What is expected:
Report how many lines of the entries below contain the word "hair", and nothing more.

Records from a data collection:
-=-=-

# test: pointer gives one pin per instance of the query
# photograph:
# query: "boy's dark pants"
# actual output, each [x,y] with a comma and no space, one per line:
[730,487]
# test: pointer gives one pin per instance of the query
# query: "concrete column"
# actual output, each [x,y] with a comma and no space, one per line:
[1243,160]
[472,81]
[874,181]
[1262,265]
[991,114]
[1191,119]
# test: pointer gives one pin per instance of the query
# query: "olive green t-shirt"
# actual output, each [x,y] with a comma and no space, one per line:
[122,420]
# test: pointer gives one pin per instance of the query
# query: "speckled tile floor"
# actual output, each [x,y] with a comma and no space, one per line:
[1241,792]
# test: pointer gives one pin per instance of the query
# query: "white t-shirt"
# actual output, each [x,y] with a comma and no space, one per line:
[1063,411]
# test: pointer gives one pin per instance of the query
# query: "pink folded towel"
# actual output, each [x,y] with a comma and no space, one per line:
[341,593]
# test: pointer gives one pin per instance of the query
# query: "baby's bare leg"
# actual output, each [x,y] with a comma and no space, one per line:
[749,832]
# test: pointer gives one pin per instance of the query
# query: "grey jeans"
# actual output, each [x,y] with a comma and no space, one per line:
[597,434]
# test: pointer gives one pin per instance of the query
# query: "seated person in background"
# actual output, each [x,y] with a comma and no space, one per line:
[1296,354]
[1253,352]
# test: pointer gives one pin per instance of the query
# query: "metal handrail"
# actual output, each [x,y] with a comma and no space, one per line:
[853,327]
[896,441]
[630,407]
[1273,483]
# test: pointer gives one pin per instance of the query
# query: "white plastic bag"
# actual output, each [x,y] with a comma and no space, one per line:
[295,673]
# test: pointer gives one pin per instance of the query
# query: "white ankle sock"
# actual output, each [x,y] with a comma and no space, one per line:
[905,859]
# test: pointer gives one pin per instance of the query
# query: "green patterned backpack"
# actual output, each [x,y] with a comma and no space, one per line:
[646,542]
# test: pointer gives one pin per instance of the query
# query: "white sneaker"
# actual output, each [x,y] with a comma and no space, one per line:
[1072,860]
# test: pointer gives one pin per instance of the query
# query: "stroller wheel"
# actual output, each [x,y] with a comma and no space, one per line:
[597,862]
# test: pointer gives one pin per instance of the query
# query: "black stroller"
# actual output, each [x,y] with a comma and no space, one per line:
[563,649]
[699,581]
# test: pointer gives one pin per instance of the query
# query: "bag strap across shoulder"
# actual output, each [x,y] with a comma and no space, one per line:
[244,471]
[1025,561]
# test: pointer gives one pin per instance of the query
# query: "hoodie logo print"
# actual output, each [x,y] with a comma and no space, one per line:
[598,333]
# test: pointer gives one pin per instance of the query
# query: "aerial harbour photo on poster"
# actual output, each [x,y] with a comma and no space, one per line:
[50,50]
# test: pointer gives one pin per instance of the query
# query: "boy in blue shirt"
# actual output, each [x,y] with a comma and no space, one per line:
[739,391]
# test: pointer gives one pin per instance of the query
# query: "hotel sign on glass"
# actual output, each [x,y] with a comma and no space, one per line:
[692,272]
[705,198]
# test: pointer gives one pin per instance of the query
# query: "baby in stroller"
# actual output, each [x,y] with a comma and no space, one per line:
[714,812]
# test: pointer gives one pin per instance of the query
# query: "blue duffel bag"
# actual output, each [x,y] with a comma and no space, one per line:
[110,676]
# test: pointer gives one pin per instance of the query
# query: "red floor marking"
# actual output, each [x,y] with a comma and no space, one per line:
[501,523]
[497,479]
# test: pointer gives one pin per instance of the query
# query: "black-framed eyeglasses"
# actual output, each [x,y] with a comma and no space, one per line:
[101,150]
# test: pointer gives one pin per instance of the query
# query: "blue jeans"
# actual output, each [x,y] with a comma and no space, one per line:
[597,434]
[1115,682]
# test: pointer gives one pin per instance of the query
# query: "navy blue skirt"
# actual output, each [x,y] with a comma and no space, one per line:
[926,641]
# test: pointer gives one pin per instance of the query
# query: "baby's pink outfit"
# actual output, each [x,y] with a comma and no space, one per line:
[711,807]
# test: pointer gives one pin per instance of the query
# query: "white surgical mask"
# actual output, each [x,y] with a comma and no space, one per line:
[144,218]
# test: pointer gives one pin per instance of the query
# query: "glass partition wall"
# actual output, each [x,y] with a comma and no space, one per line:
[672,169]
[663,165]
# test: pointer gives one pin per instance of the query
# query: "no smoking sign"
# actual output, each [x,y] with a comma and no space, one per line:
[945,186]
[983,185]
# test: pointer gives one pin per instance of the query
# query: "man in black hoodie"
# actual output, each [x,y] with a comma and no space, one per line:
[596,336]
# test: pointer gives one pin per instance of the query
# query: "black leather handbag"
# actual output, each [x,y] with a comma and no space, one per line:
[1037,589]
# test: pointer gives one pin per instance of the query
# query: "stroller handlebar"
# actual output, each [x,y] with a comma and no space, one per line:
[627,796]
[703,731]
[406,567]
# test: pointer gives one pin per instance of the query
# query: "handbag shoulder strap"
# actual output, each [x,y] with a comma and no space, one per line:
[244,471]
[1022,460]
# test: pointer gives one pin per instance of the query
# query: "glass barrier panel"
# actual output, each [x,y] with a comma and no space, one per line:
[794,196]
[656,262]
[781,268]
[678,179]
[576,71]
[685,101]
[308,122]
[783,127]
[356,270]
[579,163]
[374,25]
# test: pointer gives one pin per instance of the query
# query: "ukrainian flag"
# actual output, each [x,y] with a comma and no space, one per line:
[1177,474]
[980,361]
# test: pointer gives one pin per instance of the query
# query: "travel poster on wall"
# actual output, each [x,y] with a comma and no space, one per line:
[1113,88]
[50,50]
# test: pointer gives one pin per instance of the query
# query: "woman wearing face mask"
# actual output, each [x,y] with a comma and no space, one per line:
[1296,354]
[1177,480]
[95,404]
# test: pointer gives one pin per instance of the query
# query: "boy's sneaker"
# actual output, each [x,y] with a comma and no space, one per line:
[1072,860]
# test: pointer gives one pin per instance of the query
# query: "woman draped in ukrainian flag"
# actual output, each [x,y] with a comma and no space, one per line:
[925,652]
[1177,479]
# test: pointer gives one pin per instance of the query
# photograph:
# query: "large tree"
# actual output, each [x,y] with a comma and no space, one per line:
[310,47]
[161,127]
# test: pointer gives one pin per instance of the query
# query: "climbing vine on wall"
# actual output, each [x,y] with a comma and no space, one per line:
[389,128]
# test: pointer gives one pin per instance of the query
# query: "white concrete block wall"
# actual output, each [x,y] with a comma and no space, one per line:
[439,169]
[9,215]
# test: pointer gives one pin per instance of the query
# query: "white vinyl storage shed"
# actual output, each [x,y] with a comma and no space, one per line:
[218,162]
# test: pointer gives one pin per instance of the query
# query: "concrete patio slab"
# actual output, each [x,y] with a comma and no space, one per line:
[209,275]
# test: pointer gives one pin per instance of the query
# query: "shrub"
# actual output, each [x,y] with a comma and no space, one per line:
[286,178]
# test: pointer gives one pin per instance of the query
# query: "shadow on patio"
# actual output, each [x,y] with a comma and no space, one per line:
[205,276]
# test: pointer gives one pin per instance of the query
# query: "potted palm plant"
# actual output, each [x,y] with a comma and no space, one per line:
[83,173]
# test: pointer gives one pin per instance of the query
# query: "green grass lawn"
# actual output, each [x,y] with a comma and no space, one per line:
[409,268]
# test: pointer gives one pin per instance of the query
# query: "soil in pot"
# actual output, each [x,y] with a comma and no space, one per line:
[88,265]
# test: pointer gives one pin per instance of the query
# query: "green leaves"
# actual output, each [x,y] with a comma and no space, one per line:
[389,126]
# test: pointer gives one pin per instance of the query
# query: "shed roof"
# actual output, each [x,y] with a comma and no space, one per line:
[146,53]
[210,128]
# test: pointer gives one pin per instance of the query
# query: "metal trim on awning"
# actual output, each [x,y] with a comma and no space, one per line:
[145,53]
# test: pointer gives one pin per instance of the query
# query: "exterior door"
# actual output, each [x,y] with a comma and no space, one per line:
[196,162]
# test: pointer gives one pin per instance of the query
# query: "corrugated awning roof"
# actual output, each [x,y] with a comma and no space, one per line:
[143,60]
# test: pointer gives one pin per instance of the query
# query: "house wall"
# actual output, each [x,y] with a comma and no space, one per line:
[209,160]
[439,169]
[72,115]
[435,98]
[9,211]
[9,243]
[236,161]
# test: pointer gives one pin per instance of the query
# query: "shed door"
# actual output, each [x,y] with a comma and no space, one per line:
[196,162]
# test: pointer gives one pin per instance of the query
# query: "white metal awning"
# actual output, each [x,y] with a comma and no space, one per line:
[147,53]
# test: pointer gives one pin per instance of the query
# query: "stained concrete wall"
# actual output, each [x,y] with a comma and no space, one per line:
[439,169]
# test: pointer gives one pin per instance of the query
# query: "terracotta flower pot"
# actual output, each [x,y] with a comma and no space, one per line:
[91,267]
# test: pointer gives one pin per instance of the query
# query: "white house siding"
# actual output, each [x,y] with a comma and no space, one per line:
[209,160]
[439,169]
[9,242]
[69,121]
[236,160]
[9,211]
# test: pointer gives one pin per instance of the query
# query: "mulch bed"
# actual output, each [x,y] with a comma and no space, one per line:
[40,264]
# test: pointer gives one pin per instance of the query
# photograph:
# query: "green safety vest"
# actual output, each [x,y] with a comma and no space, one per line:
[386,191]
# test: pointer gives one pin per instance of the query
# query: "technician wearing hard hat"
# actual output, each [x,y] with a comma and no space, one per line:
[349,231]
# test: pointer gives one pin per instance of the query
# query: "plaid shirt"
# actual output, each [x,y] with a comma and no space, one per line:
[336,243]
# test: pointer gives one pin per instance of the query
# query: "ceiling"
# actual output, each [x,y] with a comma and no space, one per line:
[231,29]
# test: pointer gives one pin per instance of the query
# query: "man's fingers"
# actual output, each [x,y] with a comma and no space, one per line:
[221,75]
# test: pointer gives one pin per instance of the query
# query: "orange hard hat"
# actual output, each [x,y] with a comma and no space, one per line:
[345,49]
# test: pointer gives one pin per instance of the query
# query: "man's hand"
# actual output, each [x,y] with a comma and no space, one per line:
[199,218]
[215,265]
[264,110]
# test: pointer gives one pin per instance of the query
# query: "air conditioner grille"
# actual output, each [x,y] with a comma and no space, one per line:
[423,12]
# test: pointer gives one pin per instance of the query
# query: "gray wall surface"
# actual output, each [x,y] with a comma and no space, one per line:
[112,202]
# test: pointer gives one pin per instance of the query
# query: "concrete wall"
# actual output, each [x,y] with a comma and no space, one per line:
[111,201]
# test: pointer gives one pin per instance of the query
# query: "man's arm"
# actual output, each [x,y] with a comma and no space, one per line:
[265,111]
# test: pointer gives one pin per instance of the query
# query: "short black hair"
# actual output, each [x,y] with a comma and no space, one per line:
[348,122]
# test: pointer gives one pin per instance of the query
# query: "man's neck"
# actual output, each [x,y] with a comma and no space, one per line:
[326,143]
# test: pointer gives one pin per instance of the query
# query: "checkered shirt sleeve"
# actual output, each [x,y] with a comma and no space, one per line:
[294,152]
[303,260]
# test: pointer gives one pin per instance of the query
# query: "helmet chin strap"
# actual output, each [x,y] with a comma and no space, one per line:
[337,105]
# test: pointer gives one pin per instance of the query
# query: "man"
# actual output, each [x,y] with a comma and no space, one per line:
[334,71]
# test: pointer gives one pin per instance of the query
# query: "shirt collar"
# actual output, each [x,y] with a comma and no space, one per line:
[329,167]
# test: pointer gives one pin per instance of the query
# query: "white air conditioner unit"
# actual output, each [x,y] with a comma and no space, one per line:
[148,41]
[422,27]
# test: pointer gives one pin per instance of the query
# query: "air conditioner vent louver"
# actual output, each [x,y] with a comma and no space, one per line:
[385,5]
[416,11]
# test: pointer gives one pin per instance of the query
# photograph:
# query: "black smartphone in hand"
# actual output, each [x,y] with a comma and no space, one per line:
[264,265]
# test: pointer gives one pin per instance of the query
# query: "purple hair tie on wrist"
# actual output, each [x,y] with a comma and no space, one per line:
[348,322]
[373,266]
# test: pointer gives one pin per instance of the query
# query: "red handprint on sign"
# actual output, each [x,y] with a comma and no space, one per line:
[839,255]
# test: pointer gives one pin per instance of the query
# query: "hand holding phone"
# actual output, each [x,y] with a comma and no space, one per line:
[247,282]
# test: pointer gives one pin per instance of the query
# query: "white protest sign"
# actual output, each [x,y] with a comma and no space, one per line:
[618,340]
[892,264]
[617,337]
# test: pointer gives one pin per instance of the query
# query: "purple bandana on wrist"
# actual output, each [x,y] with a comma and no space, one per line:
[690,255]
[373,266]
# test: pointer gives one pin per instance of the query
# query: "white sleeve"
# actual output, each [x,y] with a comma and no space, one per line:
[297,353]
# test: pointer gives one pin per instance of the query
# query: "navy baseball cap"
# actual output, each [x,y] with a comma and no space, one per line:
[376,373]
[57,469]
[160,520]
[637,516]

-=-=-

Answer to this task:
2